- PROMPT
Word for word, transcribe the records that follow.

———

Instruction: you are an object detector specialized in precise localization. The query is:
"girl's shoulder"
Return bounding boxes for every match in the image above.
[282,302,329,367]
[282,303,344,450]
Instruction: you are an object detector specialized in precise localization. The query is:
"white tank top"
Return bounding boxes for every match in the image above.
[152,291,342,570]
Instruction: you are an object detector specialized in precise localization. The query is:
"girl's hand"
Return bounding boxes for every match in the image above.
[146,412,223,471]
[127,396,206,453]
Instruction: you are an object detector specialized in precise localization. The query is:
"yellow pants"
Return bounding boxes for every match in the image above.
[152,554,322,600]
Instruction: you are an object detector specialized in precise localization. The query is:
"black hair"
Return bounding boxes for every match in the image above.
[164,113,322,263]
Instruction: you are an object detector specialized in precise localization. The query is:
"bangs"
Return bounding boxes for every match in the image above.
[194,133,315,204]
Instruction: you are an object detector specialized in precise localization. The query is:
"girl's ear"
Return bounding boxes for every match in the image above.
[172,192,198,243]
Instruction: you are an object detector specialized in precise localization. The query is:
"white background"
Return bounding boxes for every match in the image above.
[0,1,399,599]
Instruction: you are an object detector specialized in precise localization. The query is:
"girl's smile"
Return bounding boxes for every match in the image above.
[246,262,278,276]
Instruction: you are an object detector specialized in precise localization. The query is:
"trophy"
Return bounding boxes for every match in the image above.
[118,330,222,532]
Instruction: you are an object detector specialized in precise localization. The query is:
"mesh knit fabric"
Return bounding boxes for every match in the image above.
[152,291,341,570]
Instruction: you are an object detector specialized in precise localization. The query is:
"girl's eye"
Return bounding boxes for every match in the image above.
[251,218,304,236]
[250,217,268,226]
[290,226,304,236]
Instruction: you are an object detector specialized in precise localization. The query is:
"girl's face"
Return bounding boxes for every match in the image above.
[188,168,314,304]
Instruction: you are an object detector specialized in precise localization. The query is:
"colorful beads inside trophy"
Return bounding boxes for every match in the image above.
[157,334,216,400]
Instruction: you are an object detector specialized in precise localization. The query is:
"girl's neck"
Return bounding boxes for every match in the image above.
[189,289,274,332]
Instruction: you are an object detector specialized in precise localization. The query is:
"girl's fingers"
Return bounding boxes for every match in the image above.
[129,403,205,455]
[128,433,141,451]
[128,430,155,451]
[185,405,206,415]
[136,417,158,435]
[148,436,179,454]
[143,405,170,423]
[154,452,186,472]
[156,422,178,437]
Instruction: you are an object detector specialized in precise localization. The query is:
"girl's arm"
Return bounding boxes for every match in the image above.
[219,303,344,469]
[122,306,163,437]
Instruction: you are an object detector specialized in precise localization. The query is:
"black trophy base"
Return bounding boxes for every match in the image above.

———

- EXPECTED ANSWER
Instruction: you are an object detector specialized in precise localization. The query is:
"girl's shoulder"
Return bounding boxes for every match in the image above.
[282,302,329,367]
[282,303,344,450]
Instruction: you are an object detector specialized in precise localization. The query is:
"white tank top"
Return bounding boxes for every match in the image above.
[152,291,342,570]
Instruction: you are an object detector specialized in precise localization. The query is:
"girl's hand"
Return bounding boxes for every match in the image above.
[146,412,223,471]
[127,396,206,453]
Instruction: you are an object detector specialized in precise localization. The query is:
"yellow pants"
Return bounding boxes for every match in the image above.
[152,554,322,600]
Instruction: you are an object detector specialized in precise localization. The query is:
"black hair"
Return bounding boxes for every match in the image above.
[164,113,322,263]
Instruction: you are an object detector specialized in precise localization. The query is:
"bangs"
Return bounding boxes for every match in the image above.
[194,133,315,204]
Instruction: you are an object detector specialized in precise localization. The query is:
"girl's ear"
Return bounding boxes for every match in the image above.
[172,192,198,243]
Instruction: you are an object detector specialized in precise localization. The query is:
"white background"
Return bounding boxes for every match in the image above.
[0,1,399,599]
Instruction: you are an object detector specialized in precise localization. The query is:
"girl's smile"
Return bounding boxes for every match in the image above.
[246,262,278,276]
Instruction: you are an object detector specialized in precise localization. The query is:
"trophy"
Return bounding boxes for every match in the image above.
[118,330,222,532]
Instruction: you are an object detector specialized in precise localization. The query is:
"mesh knit fabric"
Return bounding boxes for every match in the image above.
[152,291,341,570]
Instruction: you are an object detector specialized in precise localization. The query is:
"girl's eye"
Return bounding boxes for every match in the image above.
[251,218,304,236]
[250,217,268,226]
[290,226,304,236]
Instruction: you are an object detector specialized in precise localization. The query is:
"girl's face"
Return bounding boxes for every match in the image above.
[188,168,314,304]
Instruction: you are an object detector specialized in precise localization. The query is:
"colorful beads inside trophy"
Return bounding boxes for every match in the image above.
[157,334,216,400]
Instruction: you are an object detector specialized in precise localization. The query is:
"girl's neck"
Return bounding boxes for every match in the image above.
[189,289,274,332]
Instruction: you are an object detector specialized in precise localization. The query is:
"girl's fingers"
Return bounding boxes for every match in the image above.
[129,403,205,455]
[128,433,141,451]
[128,430,155,451]
[185,405,206,415]
[136,417,158,435]
[148,436,179,454]
[143,405,170,423]
[154,452,186,472]
[156,422,178,437]
Instruction: you are an object detector specialized in precise localization. The query is:
"girl's arm"
Return bounding boxes for every match in the image above.
[219,303,344,469]
[122,306,163,437]
Instruction: you are an object detector specialized in precise localization. The query is:
"black trophy base"
Return bounding boxes for every match in the image above.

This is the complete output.